● **EXCERPT TO READ**

━━━━━━━━━━━━━━━━━━━━

Five years seems like a long time until you open your wallet and realize your driver's license is about to expire and, though you might be the same height (if you are under 60), you are probably not the same weight (if you are over 26). Five years exists in a quantum uncertainty of both long and short timeframes, and nothing could prove this more than the Kindred Spirits show at the Logger Bar, celebrating the five-year anniversary of that bar's majestic re-opening. How can something that has become a local institution carved in the granite (or burl) of Humboldt history have only opened its remodeled doors five years ago? Find out tonight at 9 p.m. (free).
At the Miniplex is a 9 p.m. psyche rock showdown with Arizona's The Myrrors shimmering their desert-style haze against the chaotic melodies of Olympia, Washington's poppy duo Teach Me Equals ($10, $8 advance). Local writer and wry canny wit Julia Long debuts her act Schizoid Bus Stop.
Mr. Moonbeam continues his ongoing one-man band whistle-stop tour of the twilit heavens of yesteryear when playing The Siren's Song tonight at 9 p.m. (price TBA). Expect mini-flute melodies, pitch-pipe cowboy vocals and well-plucked space oddities tuned to the vibe of Santo & Johnny's "Sleep Walk." The soundtrack-rock trio The Mojave Green brings its Old West panorama partitas to the party, too. Oakland EDM duo Dimond Saints parks its Sun and Moon tour at the Arcata Theater Lounge at 9 p.m. with the express desire to max out your low-end EQ tolerance and exalt your melodic highs enough to raise that old curved Art-Deco roof for good ($15). Dance, you mama jammas, dance!

━━━━━━━━━━━━━━━━━━━━

● **DATA EXTRACT**
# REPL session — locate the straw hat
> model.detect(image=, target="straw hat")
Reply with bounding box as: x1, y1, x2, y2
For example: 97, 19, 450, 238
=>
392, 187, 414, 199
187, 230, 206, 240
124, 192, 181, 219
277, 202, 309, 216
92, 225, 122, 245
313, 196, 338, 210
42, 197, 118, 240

━━━━━━━━━━━━━━━━━━━━

● **REQUIRED WORK**
1. List every venue named in the music listing where a performance takes place.
2. Extract the passage of the music listing from "Five years seems" to "9 p.m. (free).", keeping every word unchanged.

● **RESULTS FOR EACH TASK**
1.
Logger Bar
Miniplex
The Siren's Song
Arcata Theater Lounge

2.
Five years seems like a long time until you open your wallet and realize your driver's license is about to expire and, though you might be the same height (if you are under 60), you are probably not the same weight (if you are over 26). Five years exists in a quantum uncertainty of both long and short timeframes, and nothing could prove this more than the Kindred Spirits show at the Logger Bar, celebrating the five-year anniversary of that bar's majestic re-opening. How can something that has become a local institution carved in the granite (or burl) of Humboldt history have only opened its remodeled doors five years ago? Find out tonight at 9 p.m. (free).